> _WHAT IS NEEDED_
Write the records out once more, exactly as they are given.

Start of INPUT

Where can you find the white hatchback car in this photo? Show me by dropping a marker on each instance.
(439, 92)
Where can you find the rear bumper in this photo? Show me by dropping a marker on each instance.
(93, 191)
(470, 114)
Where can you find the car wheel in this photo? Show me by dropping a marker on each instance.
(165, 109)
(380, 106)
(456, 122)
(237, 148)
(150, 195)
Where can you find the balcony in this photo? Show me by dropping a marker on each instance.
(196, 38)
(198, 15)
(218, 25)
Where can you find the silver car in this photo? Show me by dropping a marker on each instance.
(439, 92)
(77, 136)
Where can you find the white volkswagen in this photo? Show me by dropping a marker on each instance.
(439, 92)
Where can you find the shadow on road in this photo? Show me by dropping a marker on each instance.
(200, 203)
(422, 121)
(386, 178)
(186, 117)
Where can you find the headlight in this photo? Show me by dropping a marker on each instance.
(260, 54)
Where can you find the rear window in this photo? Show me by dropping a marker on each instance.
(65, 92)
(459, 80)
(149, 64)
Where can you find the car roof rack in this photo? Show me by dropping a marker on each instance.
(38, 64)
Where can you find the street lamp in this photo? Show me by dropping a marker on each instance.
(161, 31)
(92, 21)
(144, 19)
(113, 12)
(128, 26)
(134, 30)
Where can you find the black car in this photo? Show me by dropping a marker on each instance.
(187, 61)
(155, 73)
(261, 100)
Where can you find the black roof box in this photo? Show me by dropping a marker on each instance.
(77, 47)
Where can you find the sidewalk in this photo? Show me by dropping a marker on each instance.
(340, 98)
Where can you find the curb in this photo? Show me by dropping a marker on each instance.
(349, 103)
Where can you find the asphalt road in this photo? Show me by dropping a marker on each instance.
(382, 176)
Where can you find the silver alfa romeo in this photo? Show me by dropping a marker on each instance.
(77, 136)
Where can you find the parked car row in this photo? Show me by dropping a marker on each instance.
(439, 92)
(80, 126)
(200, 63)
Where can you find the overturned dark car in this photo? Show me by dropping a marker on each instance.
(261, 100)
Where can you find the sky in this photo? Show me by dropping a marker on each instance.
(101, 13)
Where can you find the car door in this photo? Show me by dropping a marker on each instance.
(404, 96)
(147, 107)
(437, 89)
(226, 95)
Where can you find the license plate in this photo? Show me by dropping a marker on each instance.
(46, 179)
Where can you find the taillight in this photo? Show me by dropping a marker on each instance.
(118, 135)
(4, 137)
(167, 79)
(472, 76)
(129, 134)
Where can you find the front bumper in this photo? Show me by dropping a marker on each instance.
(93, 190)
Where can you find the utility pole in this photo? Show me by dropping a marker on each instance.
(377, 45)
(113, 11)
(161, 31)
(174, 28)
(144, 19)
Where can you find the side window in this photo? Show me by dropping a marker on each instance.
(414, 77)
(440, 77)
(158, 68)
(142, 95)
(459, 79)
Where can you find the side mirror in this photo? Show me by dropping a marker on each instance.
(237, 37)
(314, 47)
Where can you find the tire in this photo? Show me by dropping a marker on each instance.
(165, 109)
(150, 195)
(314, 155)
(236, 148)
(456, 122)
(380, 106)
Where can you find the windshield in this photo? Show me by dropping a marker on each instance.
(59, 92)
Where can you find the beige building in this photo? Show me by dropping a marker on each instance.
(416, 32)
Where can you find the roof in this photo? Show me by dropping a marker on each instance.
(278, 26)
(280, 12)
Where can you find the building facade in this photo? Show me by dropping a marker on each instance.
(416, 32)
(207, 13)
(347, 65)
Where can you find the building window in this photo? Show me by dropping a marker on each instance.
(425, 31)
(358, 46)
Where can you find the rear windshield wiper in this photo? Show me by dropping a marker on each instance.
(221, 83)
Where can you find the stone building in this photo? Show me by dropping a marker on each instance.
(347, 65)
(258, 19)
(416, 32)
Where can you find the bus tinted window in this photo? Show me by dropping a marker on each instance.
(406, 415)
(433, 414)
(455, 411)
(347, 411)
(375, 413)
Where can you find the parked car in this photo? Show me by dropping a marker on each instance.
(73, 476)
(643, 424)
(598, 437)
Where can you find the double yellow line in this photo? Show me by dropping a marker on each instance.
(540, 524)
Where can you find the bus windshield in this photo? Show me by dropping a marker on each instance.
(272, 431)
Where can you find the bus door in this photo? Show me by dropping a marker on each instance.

End of INPUT

> _EXERCISE RESULT_
Where can you find the white hatchback car in this photo? Show me by dropping a marker on each instance.
(439, 92)
Where can you find the rear bumper in this photo? Show me by dropping a marker on each instance.
(93, 191)
(470, 114)
Where can you find the car wheel in this photo? Show me by dropping a marker on each instance.
(165, 109)
(380, 106)
(456, 122)
(237, 148)
(150, 195)
Where can you find the balcony in this photo? Show me by dropping a marker on each instance.
(196, 38)
(198, 15)
(218, 25)
Where can you find the silver car in this photo? Show me by dropping a marker on each instance.
(439, 92)
(77, 136)
Where can you find the white volkswagen in this photo? Show me by dropping a marker on each instance.
(439, 92)
Where can you find the shadow on road in this photo? Show me by dropping a marker on each instance.
(200, 203)
(422, 121)
(386, 178)
(186, 117)
Where can you find the headlight in this photo? Show me by dropping a marker on each instance.
(260, 54)
Where can you find the rear window in this photo? Show me by dropping a marker on each instance.
(65, 92)
(459, 80)
(149, 64)
Where can you find the car roof rack in this photo? Show me by dropping a marker on each instance.
(38, 64)
Where can you find the street lamp in this photo? Show me by dropping a marker on each instance.
(161, 31)
(92, 21)
(144, 19)
(113, 12)
(128, 26)
(134, 30)
Where can you find the black car in this photo? Show me by dropping a marker on each instance.
(187, 61)
(155, 73)
(261, 100)
Where can you find the black roof box in this photo? Show me by dropping a marker on each instance.
(77, 47)
Where can you find the sidewalk in this photo? Show me by dropping a marker on each instance.
(340, 98)
Where can you find the curb in this photo? Show me by dropping a marker on each instance.
(349, 103)
Where can you find the asphalt road in this photo? Show me by dropping a marker on each instance.
(382, 176)
Where can you find the silver alfa romeo in this photo? Show me by dropping a marker on each instance.
(77, 136)
Where can you find the parked car row in this photo? Show me by dropping a marker on each instance.
(439, 92)
(80, 126)
(200, 63)
Where can you find the overturned dark car in this photo? Show me by dropping a marker on each instance.
(261, 100)
Where can you find the sky in this photo? Show me by dropping a marker on each instance.
(101, 13)
Where can you find the car door in this photo? Show me by dropping a marker on each instance.
(404, 96)
(147, 107)
(437, 89)
(226, 95)
Where can you find the license plate in this photo? Show me by dropping a marker on each instance.
(46, 179)
Where can you find the taillight in this photo? Show me by dropping a marker on each instance.
(118, 135)
(4, 137)
(167, 79)
(472, 76)
(129, 134)
Where can you find the front bumper in this photo? Show me by dropping a marker on each instance.
(93, 190)
Where can you find the utility pole in this photo? Show me by dropping a marker on each instance.
(377, 45)
(113, 11)
(161, 31)
(174, 28)
(144, 19)
Where can you find the side window in this photo? Show me by dropping a marker on each instance.
(414, 77)
(440, 77)
(158, 68)
(142, 95)
(459, 79)
Where can you find the side mirror in this photo? Show me by dropping a marker on each instance.
(237, 37)
(314, 47)
Where can you find the tire in this photo? Show me by dropping a marker on each instance.
(165, 109)
(150, 195)
(314, 155)
(236, 148)
(456, 122)
(380, 106)
Where can you find the windshield in this photo? Show me by dropping a marker on each instance.
(59, 92)
Where can you find the beige building in this photo? Show me by dropping a marker on each instance.
(416, 32)
Where can you find the roof in this photo? Show me by dropping a marker on each instance.
(278, 26)
(280, 12)
Where can you find the building facade in this photo? Show me by dropping a marker on each instance.
(416, 32)
(207, 13)
(347, 65)
Where can you find the building window in this photo? Show me by dropping a marker on each instance.
(425, 31)
(358, 46)
Where can you find the rear windshield wiper in this photo? Show me by dropping a marker on each instance.
(221, 83)
Where can you find the stone building in this photo? Show me by dropping a marker on each instance.
(347, 65)
(258, 19)
(416, 32)
Where can you find the bus tinted window in this photo? Show me by dropping a marker on each instance.
(406, 415)
(433, 414)
(455, 411)
(347, 411)
(375, 413)
Where can you find the parked car in this photo? Show me by dropping a marker on each instance.
(73, 476)
(643, 424)
(598, 437)
Where can you find the double yellow line in this photo? Show me by dropping a marker on each instance.
(540, 524)
Where can you find the bus windshield in this photo? Show me by dropping a marker on each instance.
(272, 431)
Where can you find the bus door in this photo? Show me by dropping a marker on each instance.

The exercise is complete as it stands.